— START OF Given passage —

Implementation of MMC #61

Callidior · 2017-05-23T07:40:37Z

This PR implements Probabilistic Global Distance Metric Learning (PGDM) mentioned in #13, sometimes also referred to as MMC, originally proposed in the following paper:

Eric P. Xing, Andrew Y. Ng, Michael I. Jordan and Stuart Russell
"Distance metric learning with application to clustering with side-information."
NIPS. Vol. 15. No. 505-512. 2002.

The implementation is mainly a translation of the Matlab reference code into Python, only optimized a bit to make use of vectorization and the power of numpy. This makes this implementation 6 times faster than the reference code on the iris dataset.

Both variants of PGDM proposed in the original paper are supported: learning a full or a diagonal Mahalanobis matrix.

The implementation has been validated against the results obtained from the reference code on the iris dataset. Corresponding unit tests are provided.

The class separation score of less than 0.15 on the iris dataset is one of the best scores currently reported in the unit tests for this dataset.

Note that PGDM learns only a positive semi-definite metric M, which precludes obtaining a transformer L with L.T*L=M using the Cholesky decomposition. Instead, PGDM overrides transformer() and uses an eigenvector decomposition M = V * W * V.T to obtain a transformer L = V.T * W^(-1/2).

Important note: PGDM learns a distance function (x-y)^T * M * (x-y), as opposed to (x-y)^T * inv(M) * (x-y) as currently stated in the documentation of metric_learn. Thus, this PR depends on solving issue #57, e.g., by merging PR #60. If you decide to stick to the current definition of a "metric", PGDM.metric() would need to be changed in order to return the inverse of the learned matrix.

Callidior · 2017-05-23T13:52:51Z

I'm not sure whether PGDM is the correct name for this algorithm. The survey of Yang introduces this method by Xing et al. as "Supervised Global Distance Metric Learning" and then extends this approach in a subsection to "Probabilistic Global Distance Metric Learning". But the paper and the reference implementation referred to in #13 are not probabilistic at all.

Maybe we should change the name to just "Global Distance Metric Learning", which could be abbreviated as GDML, or to MMC, as suggested by Weinberger et al.

How do you think about this?

perimosocordiae · 2017-05-24T13:58:07Z

I agree that the wish list was wrongly conflating this approach with the probabilistic version from the survey, and I'm happy to rename this version to something better.

— END OF Given passage —

◆ **Request 1**: Copy the stretch of the pull request thread from "Both variants of" through "for this dataset.", swapping "unit tests" for "test cases".

— START OF Extracted entries —

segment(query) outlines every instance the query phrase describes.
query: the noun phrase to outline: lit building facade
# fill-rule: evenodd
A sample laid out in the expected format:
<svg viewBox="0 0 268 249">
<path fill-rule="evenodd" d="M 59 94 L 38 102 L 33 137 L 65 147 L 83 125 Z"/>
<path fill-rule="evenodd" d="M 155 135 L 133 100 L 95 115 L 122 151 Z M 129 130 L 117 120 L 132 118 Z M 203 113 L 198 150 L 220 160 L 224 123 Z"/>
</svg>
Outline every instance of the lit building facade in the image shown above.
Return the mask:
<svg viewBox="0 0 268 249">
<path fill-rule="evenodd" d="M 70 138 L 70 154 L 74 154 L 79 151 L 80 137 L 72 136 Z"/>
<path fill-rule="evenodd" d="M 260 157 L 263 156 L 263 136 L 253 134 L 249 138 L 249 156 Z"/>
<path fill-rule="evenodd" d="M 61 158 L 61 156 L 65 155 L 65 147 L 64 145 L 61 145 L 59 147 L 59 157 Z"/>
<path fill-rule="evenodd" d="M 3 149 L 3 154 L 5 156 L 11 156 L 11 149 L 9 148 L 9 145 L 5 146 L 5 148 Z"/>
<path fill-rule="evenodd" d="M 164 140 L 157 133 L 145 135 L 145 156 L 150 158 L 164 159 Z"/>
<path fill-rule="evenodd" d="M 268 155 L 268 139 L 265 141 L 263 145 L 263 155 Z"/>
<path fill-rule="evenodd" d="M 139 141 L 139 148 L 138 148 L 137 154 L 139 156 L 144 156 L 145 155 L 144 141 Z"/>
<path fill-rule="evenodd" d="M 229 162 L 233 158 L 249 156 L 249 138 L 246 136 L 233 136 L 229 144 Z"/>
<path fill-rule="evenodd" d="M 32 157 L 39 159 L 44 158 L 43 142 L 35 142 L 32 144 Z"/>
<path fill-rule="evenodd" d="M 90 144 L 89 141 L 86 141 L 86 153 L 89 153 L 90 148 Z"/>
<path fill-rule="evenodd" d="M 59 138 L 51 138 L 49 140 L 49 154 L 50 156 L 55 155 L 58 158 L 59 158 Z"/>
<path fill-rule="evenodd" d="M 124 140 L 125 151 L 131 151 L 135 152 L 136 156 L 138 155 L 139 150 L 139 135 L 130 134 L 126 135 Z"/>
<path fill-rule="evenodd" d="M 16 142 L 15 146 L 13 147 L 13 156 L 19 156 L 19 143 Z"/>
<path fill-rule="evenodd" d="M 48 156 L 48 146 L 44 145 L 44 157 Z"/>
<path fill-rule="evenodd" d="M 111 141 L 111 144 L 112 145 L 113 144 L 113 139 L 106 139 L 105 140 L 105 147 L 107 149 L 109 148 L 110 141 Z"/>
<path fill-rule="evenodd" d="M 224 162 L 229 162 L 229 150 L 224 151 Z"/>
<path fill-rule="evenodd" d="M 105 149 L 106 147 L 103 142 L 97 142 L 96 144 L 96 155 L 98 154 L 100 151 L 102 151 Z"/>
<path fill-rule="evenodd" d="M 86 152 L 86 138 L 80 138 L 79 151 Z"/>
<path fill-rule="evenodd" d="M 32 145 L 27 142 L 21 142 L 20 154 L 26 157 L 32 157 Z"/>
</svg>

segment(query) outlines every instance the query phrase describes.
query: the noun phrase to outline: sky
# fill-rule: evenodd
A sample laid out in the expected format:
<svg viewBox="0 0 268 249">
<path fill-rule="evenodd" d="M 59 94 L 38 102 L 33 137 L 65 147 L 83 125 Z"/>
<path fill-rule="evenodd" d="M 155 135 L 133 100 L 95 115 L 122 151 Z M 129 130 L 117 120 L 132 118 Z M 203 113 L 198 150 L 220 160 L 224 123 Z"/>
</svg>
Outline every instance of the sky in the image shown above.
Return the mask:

— END OF Extracted entries —

◆ **Request 2**: Copy the stretch of the entries from their first line through the line containing "224 162 L 229", word for word.

◆ **Written answer 1**:
Both variants of PGDM proposed in the original paper are supported: learning a full or a diagonal Mahalanobis matrix.

The implementation has been validated against the results obtained from the reference code on the iris dataset. Corresponding test cases are provided.

The class separation score of less than 0.15 on the iris dataset is one of the best scores currently reported in the test cases for this dataset.

◆ **Written answer 2**:
segment(query) outlines every instance the query phrase describes.
query: the noun phrase to outline: lit building facade
# fill-rule: evenodd
A sample laid out in the expected format:
<svg viewBox="0 0 268 249">
<path fill-rule="evenodd" d="M 59 94 L 38 102 L 33 137 L 65 147 L 83 125 Z"/>
<path fill-rule="evenodd" d="M 155 135 L 133 100 L 95 115 L 122 151 Z M 129 130 L 117 120 L 132 118 Z M 203 113 L 198 150 L 220 160 L 224 123 Z"/>
</svg>
Outline every instance of the lit building facade in the image shown above.
Return the mask:
<svg viewBox="0 0 268 249">
<path fill-rule="evenodd" d="M 70 138 L 70 154 L 74 154 L 79 151 L 80 137 L 72 136 Z"/>
<path fill-rule="evenodd" d="M 260 157 L 263 156 L 263 136 L 253 134 L 249 138 L 249 156 Z"/>
<path fill-rule="evenodd" d="M 61 158 L 61 156 L 65 155 L 65 147 L 64 145 L 61 145 L 59 147 L 59 157 Z"/>
<path fill-rule="evenodd" d="M 3 149 L 3 154 L 5 156 L 11 156 L 11 149 L 9 148 L 9 145 L 5 146 L 5 148 Z"/>
<path fill-rule="evenodd" d="M 164 140 L 157 133 L 145 135 L 145 156 L 150 158 L 164 159 Z"/>
<path fill-rule="evenodd" d="M 268 155 L 268 139 L 265 141 L 263 145 L 263 155 Z"/>
<path fill-rule="evenodd" d="M 139 141 L 139 148 L 138 148 L 137 154 L 139 156 L 144 156 L 145 155 L 144 141 Z"/>
<path fill-rule="evenodd" d="M 229 162 L 233 158 L 249 156 L 249 138 L 246 136 L 233 136 L 229 144 Z"/>
<path fill-rule="evenodd" d="M 32 157 L 39 159 L 44 158 L 43 142 L 35 142 L 32 144 Z"/>
<path fill-rule="evenodd" d="M 90 144 L 89 141 L 86 141 L 86 153 L 89 153 L 90 148 Z"/>
<path fill-rule="evenodd" d="M 59 138 L 51 138 L 49 140 L 49 154 L 50 156 L 55 155 L 58 158 L 59 158 Z"/>
<path fill-rule="evenodd" d="M 124 140 L 125 151 L 131 151 L 135 152 L 136 156 L 138 155 L 139 150 L 139 135 L 130 134 L 126 135 Z"/>
<path fill-rule="evenodd" d="M 16 142 L 15 146 L 13 147 L 13 156 L 19 156 L 19 143 Z"/>
<path fill-rule="evenodd" d="M 48 156 L 48 146 L 44 145 L 44 157 Z"/>
<path fill-rule="evenodd" d="M 111 141 L 111 144 L 112 145 L 113 144 L 113 139 L 106 139 L 105 140 L 105 147 L 107 149 L 109 148 L 110 141 Z"/>
<path fill-rule="evenodd" d="M 224 162 L 229 162 L 229 150 L 224 151 Z"/>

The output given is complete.